» What to work on:
Exactly as it appears, restate the whole listing.

» Data records:
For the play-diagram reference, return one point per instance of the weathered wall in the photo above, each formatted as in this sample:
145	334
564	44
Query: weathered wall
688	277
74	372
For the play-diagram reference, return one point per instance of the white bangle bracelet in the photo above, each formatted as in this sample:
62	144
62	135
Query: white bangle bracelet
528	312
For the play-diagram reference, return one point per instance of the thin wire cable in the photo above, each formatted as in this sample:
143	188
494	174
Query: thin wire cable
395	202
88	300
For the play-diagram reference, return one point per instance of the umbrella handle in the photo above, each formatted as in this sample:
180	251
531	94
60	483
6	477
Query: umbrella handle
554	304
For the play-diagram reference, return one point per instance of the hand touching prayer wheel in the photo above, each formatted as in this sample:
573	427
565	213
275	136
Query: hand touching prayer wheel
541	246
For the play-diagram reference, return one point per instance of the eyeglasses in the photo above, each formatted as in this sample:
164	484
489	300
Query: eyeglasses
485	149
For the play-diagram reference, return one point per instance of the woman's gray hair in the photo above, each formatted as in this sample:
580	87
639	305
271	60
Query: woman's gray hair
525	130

» Answer area:
For the play-diagram reference, return one point per instance of the weathered wall in the photo above, each formatted as in this sample:
145	334
564	44
Query: weathered wall
688	277
74	372
For the play-diagram reference, return one point per instance of the white bangle bracelet in the photo above, each formatted as in this sample:
62	144
62	135
Query: white bangle bracelet
528	312
For the play-diagram reference, return one point per instance of the thin wire cable in the photo above, each formatted as in this sample:
143	188
494	174
Query: thin wire cable
395	202
88	300
For the play-diagram reference, return one point per instance of the umbrella handle in the photo above, each formatted as in this sample:
180	251
531	94
60	483
6	477
Query: umbrella handle
554	304
For the play-diagram reference, return one point per instance of the hand touching prayer wheel in the photo above, each formatted as in this sample:
573	427
565	213
275	136
Query: hand touching prayer wheel
541	246
For the play-diagram reference, return one point per instance of the eyeglasses in the photo above, each formatted as in this sample:
164	484
489	300
Query: eyeglasses
485	149
For the play-diagram reference, return one point per instance of the woman's gray hair in the photo above, each formatted as in this sample:
580	87
639	305
271	60
Query: woman's gray hair
525	130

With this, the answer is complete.